• [Instructions to follow]: Report how many lines of the items contain the word "marking", giving only the number.

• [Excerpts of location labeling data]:
++++++

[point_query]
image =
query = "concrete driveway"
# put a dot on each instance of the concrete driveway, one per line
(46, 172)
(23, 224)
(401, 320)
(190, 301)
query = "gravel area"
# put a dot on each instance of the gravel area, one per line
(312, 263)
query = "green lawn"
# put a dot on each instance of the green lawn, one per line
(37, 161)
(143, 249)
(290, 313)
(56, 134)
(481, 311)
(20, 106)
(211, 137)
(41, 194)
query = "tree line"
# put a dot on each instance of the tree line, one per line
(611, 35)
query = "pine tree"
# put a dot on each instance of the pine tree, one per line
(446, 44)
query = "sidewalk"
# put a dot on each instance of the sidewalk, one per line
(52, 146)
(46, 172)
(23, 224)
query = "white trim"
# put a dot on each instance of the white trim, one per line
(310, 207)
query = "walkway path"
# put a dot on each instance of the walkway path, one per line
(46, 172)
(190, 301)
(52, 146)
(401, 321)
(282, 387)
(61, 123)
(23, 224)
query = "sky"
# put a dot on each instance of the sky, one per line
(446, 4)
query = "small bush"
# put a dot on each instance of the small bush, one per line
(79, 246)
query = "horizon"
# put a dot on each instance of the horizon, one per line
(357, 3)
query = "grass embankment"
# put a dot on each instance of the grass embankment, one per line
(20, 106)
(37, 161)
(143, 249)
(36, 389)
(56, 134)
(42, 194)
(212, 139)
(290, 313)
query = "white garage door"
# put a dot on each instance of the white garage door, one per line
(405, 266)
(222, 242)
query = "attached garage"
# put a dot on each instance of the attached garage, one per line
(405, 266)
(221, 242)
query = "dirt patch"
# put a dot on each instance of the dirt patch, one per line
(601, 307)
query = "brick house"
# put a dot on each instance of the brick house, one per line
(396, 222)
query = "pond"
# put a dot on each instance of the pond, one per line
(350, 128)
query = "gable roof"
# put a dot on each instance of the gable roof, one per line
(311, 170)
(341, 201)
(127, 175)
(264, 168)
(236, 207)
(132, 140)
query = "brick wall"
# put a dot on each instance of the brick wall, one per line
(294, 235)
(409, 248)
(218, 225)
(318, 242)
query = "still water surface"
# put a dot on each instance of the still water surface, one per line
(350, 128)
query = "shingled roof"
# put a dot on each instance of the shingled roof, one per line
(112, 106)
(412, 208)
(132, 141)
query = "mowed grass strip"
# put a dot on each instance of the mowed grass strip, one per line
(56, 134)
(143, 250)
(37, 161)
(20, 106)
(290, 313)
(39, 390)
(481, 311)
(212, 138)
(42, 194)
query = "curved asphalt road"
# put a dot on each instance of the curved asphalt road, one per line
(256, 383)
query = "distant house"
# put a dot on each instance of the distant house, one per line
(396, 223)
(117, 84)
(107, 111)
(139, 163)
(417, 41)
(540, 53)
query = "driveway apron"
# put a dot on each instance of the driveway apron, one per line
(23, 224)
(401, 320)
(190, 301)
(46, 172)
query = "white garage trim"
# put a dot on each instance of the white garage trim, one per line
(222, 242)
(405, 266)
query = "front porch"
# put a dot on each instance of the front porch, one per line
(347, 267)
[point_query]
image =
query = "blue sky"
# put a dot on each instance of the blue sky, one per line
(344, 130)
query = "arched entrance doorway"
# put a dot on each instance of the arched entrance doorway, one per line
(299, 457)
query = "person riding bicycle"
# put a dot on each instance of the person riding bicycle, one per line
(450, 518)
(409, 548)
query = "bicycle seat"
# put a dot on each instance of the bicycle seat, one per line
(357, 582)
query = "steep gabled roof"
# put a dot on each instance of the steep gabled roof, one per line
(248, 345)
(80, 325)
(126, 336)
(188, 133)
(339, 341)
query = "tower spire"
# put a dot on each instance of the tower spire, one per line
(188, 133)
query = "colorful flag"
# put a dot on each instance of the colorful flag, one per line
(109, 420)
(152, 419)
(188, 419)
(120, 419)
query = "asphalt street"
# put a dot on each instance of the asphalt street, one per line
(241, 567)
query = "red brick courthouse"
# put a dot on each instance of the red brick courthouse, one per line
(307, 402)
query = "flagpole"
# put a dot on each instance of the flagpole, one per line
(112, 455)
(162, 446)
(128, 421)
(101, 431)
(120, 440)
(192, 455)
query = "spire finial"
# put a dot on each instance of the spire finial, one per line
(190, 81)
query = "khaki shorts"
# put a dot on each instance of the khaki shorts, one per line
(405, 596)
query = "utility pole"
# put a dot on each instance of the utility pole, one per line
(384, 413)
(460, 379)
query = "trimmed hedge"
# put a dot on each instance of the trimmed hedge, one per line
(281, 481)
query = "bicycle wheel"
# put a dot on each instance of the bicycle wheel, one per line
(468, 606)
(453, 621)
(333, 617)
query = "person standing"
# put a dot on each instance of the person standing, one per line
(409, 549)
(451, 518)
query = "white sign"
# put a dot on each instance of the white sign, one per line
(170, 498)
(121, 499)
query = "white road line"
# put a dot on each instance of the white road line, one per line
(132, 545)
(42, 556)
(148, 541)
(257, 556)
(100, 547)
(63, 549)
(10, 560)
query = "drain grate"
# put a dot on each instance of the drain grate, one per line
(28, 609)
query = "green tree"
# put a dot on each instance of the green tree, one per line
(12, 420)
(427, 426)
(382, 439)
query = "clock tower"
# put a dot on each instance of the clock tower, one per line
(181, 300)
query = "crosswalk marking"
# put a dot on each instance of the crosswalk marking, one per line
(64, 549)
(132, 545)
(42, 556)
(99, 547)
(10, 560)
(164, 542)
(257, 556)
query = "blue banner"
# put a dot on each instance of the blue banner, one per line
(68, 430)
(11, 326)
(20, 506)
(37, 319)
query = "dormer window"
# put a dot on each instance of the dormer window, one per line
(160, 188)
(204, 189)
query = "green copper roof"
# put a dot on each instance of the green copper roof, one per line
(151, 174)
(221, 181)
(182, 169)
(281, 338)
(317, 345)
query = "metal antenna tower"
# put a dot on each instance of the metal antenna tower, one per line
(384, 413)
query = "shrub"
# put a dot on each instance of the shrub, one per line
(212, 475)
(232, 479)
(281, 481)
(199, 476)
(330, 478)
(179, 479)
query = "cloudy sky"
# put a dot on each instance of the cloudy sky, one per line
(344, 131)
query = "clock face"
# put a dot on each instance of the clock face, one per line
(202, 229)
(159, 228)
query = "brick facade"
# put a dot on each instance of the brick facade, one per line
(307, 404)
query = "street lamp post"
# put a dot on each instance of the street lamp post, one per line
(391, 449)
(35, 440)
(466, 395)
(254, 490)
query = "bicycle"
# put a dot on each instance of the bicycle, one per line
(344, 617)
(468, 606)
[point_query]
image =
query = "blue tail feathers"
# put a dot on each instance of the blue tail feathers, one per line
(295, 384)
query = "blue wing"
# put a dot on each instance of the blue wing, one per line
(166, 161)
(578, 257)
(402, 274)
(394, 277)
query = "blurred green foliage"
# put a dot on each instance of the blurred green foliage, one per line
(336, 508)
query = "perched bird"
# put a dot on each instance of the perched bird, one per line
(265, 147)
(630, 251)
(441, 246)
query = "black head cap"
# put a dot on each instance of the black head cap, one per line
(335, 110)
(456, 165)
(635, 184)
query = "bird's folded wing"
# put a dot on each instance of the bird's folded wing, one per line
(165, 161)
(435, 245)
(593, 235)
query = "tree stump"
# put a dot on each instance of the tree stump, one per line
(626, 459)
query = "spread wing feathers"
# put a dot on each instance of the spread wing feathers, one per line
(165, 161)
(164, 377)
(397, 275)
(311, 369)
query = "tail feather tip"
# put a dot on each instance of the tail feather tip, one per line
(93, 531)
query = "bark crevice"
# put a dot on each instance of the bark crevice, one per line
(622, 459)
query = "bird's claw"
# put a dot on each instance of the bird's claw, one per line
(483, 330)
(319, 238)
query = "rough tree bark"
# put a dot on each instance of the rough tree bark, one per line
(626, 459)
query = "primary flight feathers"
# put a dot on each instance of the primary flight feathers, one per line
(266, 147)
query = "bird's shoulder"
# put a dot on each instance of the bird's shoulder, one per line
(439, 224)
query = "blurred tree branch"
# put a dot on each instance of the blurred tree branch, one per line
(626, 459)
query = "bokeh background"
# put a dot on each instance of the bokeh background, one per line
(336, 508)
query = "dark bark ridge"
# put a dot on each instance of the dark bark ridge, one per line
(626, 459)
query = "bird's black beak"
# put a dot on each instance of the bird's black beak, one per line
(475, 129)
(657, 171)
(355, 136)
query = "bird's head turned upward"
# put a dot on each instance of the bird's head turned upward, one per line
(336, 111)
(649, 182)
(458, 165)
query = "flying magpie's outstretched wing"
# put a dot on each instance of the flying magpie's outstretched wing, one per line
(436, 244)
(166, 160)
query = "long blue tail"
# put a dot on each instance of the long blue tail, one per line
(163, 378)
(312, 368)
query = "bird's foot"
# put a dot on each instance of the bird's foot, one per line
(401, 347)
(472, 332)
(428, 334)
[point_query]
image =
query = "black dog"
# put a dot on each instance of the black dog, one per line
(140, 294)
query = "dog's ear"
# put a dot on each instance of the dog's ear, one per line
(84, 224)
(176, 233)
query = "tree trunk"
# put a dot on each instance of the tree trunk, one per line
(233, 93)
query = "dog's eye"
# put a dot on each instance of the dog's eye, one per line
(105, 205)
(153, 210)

++++++

• [Correct result]: 2